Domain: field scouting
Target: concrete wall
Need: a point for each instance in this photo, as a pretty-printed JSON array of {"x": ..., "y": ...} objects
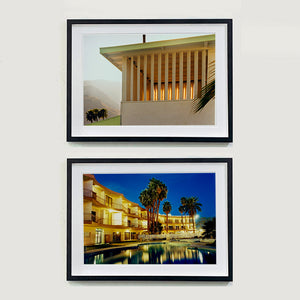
[{"x": 179, "y": 112}]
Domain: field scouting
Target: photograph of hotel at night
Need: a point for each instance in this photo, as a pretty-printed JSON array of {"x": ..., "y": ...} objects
[{"x": 149, "y": 218}]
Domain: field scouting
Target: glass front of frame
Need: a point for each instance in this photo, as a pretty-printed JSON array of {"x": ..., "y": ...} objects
[{"x": 148, "y": 80}]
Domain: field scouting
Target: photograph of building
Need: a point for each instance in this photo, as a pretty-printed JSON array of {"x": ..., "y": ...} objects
[
  {"x": 113, "y": 222},
  {"x": 160, "y": 83}
]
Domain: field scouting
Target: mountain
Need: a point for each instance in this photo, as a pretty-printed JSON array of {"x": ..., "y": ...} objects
[{"x": 102, "y": 94}]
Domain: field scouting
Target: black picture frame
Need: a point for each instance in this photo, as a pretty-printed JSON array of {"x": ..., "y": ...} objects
[
  {"x": 227, "y": 162},
  {"x": 226, "y": 138}
]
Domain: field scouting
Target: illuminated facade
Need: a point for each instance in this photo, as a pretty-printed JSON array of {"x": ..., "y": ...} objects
[
  {"x": 110, "y": 217},
  {"x": 161, "y": 79}
]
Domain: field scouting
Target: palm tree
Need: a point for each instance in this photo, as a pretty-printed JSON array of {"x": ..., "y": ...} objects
[
  {"x": 181, "y": 210},
  {"x": 90, "y": 116},
  {"x": 159, "y": 192},
  {"x": 207, "y": 92},
  {"x": 192, "y": 206},
  {"x": 102, "y": 113},
  {"x": 95, "y": 112},
  {"x": 146, "y": 200},
  {"x": 183, "y": 201},
  {"x": 167, "y": 208}
]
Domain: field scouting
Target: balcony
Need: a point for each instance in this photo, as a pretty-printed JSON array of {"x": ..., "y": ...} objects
[{"x": 89, "y": 193}]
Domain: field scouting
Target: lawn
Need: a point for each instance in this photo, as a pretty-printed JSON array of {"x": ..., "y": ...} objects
[{"x": 110, "y": 121}]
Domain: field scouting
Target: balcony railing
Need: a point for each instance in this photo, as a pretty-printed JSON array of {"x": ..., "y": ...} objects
[{"x": 89, "y": 193}]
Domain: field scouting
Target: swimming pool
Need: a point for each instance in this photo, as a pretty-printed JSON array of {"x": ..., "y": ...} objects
[{"x": 155, "y": 253}]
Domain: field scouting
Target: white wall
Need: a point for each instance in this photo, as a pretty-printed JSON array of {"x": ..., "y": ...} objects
[
  {"x": 266, "y": 148},
  {"x": 179, "y": 112}
]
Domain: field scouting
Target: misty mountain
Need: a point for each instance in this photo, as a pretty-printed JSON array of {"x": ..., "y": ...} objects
[{"x": 102, "y": 94}]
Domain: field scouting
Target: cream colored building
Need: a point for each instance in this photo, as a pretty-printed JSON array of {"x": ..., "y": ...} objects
[
  {"x": 110, "y": 217},
  {"x": 161, "y": 79}
]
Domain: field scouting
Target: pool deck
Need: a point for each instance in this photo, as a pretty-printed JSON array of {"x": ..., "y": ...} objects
[{"x": 196, "y": 245}]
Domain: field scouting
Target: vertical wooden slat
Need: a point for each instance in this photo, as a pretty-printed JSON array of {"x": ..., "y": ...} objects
[
  {"x": 131, "y": 79},
  {"x": 124, "y": 78},
  {"x": 196, "y": 74},
  {"x": 166, "y": 75},
  {"x": 173, "y": 74},
  {"x": 159, "y": 77},
  {"x": 181, "y": 75},
  {"x": 188, "y": 76},
  {"x": 138, "y": 79},
  {"x": 152, "y": 77},
  {"x": 145, "y": 77},
  {"x": 203, "y": 74}
]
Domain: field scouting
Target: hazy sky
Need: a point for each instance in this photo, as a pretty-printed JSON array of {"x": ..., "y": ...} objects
[
  {"x": 201, "y": 185},
  {"x": 96, "y": 66}
]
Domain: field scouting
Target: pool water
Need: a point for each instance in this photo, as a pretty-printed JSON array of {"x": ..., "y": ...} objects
[{"x": 155, "y": 253}]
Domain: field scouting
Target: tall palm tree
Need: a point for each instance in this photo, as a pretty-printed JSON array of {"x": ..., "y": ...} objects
[
  {"x": 207, "y": 92},
  {"x": 166, "y": 209},
  {"x": 183, "y": 201},
  {"x": 192, "y": 206},
  {"x": 159, "y": 191},
  {"x": 102, "y": 113},
  {"x": 95, "y": 112},
  {"x": 147, "y": 201}
]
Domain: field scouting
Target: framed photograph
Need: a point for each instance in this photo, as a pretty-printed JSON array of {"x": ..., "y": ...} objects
[
  {"x": 149, "y": 80},
  {"x": 149, "y": 219}
]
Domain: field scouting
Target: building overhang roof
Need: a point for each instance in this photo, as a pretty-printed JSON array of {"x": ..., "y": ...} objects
[{"x": 116, "y": 53}]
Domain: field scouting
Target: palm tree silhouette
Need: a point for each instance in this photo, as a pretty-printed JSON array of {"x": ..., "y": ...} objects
[
  {"x": 90, "y": 116},
  {"x": 192, "y": 206},
  {"x": 207, "y": 92},
  {"x": 146, "y": 200}
]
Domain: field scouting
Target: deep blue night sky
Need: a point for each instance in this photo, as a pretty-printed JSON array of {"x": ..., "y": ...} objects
[{"x": 201, "y": 185}]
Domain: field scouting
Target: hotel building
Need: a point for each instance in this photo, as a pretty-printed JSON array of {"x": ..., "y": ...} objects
[{"x": 110, "y": 217}]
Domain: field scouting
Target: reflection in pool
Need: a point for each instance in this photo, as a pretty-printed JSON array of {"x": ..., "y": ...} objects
[{"x": 155, "y": 253}]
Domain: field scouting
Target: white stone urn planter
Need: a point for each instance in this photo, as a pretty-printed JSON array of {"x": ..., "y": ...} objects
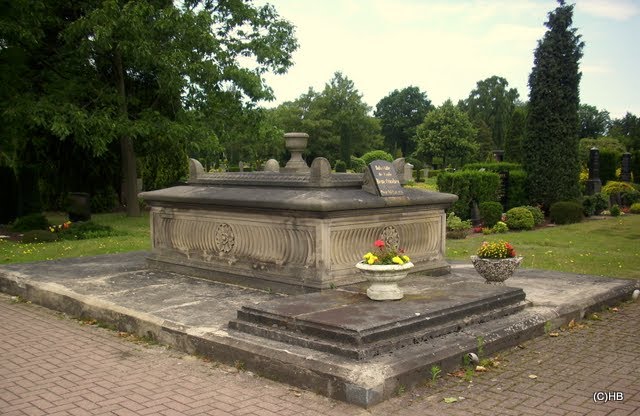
[
  {"x": 496, "y": 271},
  {"x": 384, "y": 279}
]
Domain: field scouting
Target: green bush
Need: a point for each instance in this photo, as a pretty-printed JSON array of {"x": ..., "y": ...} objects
[
  {"x": 104, "y": 200},
  {"x": 538, "y": 215},
  {"x": 376, "y": 155},
  {"x": 85, "y": 231},
  {"x": 38, "y": 236},
  {"x": 565, "y": 212},
  {"x": 340, "y": 166},
  {"x": 469, "y": 185},
  {"x": 30, "y": 222},
  {"x": 609, "y": 162},
  {"x": 594, "y": 204},
  {"x": 500, "y": 228},
  {"x": 615, "y": 211},
  {"x": 520, "y": 218},
  {"x": 357, "y": 164},
  {"x": 517, "y": 195},
  {"x": 490, "y": 212}
]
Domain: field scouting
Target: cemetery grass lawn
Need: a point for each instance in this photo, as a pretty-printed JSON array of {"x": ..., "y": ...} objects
[
  {"x": 133, "y": 235},
  {"x": 603, "y": 247}
]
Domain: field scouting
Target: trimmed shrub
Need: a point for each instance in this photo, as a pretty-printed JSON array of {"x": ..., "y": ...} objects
[
  {"x": 30, "y": 222},
  {"x": 490, "y": 212},
  {"x": 469, "y": 185},
  {"x": 538, "y": 215},
  {"x": 609, "y": 162},
  {"x": 357, "y": 164},
  {"x": 38, "y": 236},
  {"x": 565, "y": 212},
  {"x": 615, "y": 211},
  {"x": 500, "y": 228},
  {"x": 85, "y": 231},
  {"x": 376, "y": 155},
  {"x": 517, "y": 195},
  {"x": 520, "y": 218},
  {"x": 595, "y": 204},
  {"x": 340, "y": 166}
]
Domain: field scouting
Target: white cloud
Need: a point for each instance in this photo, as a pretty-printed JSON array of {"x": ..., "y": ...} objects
[{"x": 612, "y": 9}]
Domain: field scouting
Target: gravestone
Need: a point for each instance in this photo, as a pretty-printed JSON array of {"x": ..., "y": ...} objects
[
  {"x": 625, "y": 172},
  {"x": 381, "y": 179},
  {"x": 295, "y": 229},
  {"x": 408, "y": 172},
  {"x": 594, "y": 185}
]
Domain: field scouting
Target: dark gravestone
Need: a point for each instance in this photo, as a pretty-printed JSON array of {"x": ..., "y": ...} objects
[
  {"x": 625, "y": 172},
  {"x": 594, "y": 185},
  {"x": 79, "y": 206},
  {"x": 382, "y": 179}
]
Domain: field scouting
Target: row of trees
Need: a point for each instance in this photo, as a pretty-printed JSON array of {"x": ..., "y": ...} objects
[{"x": 98, "y": 92}]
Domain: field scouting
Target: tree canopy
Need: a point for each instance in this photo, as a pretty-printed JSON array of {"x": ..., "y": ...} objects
[
  {"x": 400, "y": 113},
  {"x": 493, "y": 102},
  {"x": 551, "y": 147},
  {"x": 337, "y": 120},
  {"x": 448, "y": 133},
  {"x": 147, "y": 74}
]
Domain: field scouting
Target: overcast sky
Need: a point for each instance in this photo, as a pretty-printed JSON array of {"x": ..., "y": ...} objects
[{"x": 446, "y": 47}]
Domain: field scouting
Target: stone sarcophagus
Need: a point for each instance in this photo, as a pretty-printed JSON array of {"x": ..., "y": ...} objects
[{"x": 294, "y": 230}]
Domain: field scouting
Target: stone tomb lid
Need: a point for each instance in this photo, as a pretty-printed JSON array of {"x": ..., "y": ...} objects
[{"x": 296, "y": 199}]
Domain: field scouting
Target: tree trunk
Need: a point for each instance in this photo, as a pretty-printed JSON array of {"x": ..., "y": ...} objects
[{"x": 127, "y": 154}]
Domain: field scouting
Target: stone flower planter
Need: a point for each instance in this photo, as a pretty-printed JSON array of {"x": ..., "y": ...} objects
[
  {"x": 496, "y": 271},
  {"x": 384, "y": 279}
]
○ ○ ○
### The exercise
Count the lines in the listing that contain the string "pool", treating uppercase and lowercase letters as different. Reply with the number alone.

### Full solution
4